- _Source text_:

# First time out with my new dog



## papapete (Jan 2, 2005)

This past spring I recived a dog that was mostly lab with a hint of rotwiler. She has always been a very well behaved dog that learned her sit, come and stay commands very easy. I was hoping that she would become a good hunting dog, but my expectations were not very high since she was a mut.

My annual pheasant trip was two weekends ago and we gave it a try. I was pretty nervous that she would'nt listen very well since she is only 7 months old. She was unbeliveable! On our first day she was a little clueless on the first push. All it took was that first pheasant to flush by her for her instincts to click. By mid afternoon she was hunting like an old pro. After every shot bird she would retrive it and drop it at my feet. By the end of the day she had actually caught two rosters all by her self! We were walking a shelter belt and she turned on a time, went stright in the brush and grabed the pheasant. At first I thought the bird was injured, but after inspecting it there was nothing wrong. We walked about 200yds and she did it again. She hunted all day with more stamina then we had. We would not have gotten half the birds that we got if not for her.

- _Source data_:
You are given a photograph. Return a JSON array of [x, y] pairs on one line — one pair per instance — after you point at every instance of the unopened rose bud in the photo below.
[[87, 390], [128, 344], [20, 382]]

- _Tasks and exercises_:
1. Transcribe the forum post from "My annual pheasant" through "not for her.".
2. Answer these questions from the forum post:
(a) Which three commands did the dog learn very easily?
(b) How old was the dog at the time of the pheasant trip?
(c) About how far did the group walk between the dog's first and second catch of a pheasant?

- _Results of the exercise_:
1.
My annual pheasant trip was two weekends ago and we gave it a try. I was pretty nervous that she would'nt listen very well since she is only 7 months old. She was unbeliveable! On our first day she was a little clueless on the first push. All it took was that first pheasant to flush by her for her instincts to click. By mid afternoon she was hunting like an old pro. After every shot bird she would retrive it and drop it at my feet. By the end of the day she had actually caught two rosters all by her self! We were walking a shelter belt and she turned on a time, went stright in the brush and grabed the pheasant. At first I thought the bird was injured, but after inspecting it there was nothing wrong. We walked about 200yds and she did it again. She hunted all day with more stamina then we had. We would not have gotten half the birds that we got if not for her.

2.
(a) Sit, come and stay.
(b) 7 months old.
(c) About 200 yards.